With over 40 parks and game reserves, Kenya has long been known as the ultimate safari destination in Africa. Magnificent wildlife, excellent accommodation and palm-fringed beaches await you. Discover the dramatic Rift Valley and its soda lakes, a snow-capped mountain on the Equator, the gigantic Lake Victoria and the magical surrounding islands. Encounter the greatest concentration of free-ranging wildlife on earth and explore the customs of the proud Maasai people. Fill your days with game drives, walking safaris, horseback rides and retire to hand-selected boutique lodges and camps with of the best service and atmosphere in East Africa.

_Given request 1:_ Can you quote the Kenya safari passage above in full, word for word?

_Raw data:_
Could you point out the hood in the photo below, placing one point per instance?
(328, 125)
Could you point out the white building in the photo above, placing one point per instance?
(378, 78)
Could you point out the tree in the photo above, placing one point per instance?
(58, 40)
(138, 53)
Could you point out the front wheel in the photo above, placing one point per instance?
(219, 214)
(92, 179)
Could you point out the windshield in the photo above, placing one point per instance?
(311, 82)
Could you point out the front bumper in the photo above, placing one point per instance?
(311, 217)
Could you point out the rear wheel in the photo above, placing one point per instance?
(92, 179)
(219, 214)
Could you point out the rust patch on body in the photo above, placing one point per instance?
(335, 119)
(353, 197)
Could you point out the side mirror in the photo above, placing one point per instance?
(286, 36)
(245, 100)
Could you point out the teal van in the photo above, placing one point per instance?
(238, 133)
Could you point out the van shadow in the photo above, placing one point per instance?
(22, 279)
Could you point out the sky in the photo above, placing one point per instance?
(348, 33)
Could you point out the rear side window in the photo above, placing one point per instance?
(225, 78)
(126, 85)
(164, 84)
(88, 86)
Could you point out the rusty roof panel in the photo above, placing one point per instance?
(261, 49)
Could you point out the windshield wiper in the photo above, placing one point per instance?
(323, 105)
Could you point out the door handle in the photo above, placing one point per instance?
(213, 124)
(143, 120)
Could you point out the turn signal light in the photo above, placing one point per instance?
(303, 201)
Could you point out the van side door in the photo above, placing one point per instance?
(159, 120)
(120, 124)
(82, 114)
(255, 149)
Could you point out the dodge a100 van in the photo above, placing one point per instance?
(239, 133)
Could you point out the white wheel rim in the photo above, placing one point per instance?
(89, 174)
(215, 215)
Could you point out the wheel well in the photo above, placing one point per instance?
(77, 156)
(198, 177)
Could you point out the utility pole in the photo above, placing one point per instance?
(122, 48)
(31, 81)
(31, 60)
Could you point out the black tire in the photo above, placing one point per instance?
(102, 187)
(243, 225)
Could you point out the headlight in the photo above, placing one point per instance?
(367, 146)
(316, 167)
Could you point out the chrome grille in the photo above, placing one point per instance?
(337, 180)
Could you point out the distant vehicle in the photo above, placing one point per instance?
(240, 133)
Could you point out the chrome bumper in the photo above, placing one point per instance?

_Given request 2:_ Which lines in the rows above contain the word "windshield"? Pull out each of those lines.

_Full answer 1:_
With over 40 parks and game reserves, Kenya has long been known as the ultimate safari destination in Africa. Magnificent wildlife, excellent accommodation and palm-fringed beaches await you. Discover the dramatic Rift Valley and its soda lakes, a snow-capped mountain on the Equator, the gigantic Lake Victoria and the magical surrounding islands. Encounter the greatest concentration of free-ranging wildlife on earth and explore the customs of the proud Maasai people. Fill your days with game drives, walking safaris, horseback rides and retire to hand-selected boutique lodges and camps with of the best service and atmosphere in East Africa.

_Full answer 2:_
Could you point out the windshield in the photo above, placing one point per instance?
Could you point out the windshield wiper in the photo above, placing one point per instance?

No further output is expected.